-- Listed entries --
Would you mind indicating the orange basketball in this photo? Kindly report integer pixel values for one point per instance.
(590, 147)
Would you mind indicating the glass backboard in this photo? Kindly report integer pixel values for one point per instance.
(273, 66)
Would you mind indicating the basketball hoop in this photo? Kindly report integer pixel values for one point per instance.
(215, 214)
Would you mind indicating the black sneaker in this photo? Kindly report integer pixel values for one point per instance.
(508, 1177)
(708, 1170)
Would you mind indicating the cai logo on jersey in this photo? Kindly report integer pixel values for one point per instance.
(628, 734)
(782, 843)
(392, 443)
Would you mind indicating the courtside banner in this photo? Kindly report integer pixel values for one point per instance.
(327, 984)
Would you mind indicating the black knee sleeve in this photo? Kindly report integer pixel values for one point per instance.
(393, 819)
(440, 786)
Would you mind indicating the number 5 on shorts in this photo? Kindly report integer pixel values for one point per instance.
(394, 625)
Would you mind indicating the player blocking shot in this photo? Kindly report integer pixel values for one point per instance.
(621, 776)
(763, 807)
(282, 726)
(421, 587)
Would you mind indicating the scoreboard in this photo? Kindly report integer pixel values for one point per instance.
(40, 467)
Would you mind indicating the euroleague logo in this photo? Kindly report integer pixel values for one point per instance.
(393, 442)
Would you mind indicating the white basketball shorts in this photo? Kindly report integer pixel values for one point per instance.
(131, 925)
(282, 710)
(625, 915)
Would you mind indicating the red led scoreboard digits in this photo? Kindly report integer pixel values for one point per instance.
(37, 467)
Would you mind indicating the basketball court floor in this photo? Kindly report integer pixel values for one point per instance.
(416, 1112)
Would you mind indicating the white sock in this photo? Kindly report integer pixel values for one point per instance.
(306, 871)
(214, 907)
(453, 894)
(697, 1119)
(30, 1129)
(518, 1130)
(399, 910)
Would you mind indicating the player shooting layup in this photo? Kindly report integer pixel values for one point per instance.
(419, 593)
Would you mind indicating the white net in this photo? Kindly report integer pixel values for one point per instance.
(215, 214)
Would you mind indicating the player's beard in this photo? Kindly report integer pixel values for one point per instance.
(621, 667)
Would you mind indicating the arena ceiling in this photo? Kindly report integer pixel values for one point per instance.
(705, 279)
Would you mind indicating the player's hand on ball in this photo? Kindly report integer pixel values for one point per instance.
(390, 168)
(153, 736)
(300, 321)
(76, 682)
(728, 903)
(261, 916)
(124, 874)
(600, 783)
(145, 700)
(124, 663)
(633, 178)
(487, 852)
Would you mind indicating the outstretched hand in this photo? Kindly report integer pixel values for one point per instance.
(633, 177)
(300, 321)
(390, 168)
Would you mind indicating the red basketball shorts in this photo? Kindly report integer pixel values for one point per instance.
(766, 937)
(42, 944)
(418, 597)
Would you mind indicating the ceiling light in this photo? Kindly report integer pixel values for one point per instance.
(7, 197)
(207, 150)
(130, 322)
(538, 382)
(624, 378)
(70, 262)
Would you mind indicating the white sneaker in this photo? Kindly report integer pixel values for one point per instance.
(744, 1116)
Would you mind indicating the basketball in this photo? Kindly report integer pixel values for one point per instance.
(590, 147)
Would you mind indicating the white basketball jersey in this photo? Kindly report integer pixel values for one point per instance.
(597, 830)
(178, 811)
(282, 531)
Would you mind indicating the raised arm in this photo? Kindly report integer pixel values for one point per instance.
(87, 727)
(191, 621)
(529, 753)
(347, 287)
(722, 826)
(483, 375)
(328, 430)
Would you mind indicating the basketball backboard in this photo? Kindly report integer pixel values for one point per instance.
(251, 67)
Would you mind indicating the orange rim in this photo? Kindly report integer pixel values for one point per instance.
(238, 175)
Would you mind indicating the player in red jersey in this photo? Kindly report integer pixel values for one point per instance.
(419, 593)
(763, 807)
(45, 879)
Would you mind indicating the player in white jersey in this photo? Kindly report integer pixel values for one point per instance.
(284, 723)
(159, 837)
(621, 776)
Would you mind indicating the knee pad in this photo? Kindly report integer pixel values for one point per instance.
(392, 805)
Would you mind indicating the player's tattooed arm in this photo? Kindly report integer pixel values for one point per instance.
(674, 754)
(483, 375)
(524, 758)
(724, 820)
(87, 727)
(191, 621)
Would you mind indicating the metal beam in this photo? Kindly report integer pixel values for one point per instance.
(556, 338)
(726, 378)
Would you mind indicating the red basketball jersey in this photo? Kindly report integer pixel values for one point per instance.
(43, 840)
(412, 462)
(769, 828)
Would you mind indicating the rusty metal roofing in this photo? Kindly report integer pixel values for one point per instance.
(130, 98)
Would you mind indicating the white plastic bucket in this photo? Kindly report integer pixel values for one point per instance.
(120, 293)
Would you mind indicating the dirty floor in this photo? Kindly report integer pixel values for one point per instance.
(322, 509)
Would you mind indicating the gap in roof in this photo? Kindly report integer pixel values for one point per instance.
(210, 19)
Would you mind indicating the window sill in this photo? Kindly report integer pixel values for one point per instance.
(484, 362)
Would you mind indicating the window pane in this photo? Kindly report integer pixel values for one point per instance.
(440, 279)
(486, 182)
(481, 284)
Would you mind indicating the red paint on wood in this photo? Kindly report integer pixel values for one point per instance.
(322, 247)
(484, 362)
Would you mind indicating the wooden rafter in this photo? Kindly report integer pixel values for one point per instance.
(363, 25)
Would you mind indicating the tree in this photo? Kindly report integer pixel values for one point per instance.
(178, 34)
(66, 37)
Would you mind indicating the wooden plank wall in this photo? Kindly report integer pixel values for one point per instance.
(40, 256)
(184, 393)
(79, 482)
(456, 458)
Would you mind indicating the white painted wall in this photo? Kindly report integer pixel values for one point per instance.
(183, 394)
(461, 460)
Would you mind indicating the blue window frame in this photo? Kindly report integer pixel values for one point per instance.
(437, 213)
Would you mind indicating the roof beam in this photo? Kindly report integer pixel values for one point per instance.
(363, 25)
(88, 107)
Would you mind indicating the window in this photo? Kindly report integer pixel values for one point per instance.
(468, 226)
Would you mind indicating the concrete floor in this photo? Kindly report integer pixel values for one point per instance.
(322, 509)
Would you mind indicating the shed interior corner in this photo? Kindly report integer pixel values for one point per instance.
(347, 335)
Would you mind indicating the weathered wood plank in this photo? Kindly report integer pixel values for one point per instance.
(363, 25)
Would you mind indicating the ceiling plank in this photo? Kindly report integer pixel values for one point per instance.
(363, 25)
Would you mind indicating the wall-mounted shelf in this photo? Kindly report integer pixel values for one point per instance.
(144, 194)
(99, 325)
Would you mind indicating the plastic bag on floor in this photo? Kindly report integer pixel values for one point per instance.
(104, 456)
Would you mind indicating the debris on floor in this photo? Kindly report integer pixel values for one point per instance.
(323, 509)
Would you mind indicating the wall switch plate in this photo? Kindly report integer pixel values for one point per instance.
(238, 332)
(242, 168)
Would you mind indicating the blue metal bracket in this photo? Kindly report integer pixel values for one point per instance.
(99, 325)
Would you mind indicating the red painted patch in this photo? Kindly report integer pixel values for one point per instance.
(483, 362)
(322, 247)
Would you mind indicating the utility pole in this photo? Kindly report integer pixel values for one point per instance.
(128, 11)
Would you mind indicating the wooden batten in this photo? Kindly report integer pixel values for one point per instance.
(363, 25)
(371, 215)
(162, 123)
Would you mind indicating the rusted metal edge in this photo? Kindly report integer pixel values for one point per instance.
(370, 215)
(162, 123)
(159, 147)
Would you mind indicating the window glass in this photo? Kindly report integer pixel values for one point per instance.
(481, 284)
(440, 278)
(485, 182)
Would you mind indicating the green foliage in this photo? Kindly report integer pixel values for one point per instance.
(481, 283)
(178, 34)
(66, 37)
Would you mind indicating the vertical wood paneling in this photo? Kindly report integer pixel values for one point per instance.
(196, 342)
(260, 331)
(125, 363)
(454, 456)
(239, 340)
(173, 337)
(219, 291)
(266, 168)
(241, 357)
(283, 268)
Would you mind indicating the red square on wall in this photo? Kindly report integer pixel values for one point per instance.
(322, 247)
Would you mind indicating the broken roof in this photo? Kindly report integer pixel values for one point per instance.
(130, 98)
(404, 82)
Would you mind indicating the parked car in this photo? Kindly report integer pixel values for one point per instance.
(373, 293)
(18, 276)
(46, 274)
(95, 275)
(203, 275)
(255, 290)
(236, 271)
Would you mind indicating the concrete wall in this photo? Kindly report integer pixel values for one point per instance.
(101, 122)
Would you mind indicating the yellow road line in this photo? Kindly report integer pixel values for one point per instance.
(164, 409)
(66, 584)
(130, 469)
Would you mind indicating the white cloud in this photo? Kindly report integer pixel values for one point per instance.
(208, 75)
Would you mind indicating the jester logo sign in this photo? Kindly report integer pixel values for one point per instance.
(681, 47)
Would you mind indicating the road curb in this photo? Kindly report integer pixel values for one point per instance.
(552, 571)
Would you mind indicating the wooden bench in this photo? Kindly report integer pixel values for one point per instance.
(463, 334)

-- Work request --
In the listing above, the line with "Would you mind indicating the road" and every line after it must be set down word for word, and no other line.

-- Result --
Would you mind indicating the road curb in this photo? Kindly report integer pixel values for one point per instance.
(552, 571)
Would you mind indicating the wooden bench in this photo? Kindly report integer pixel values for one point per instance.
(463, 334)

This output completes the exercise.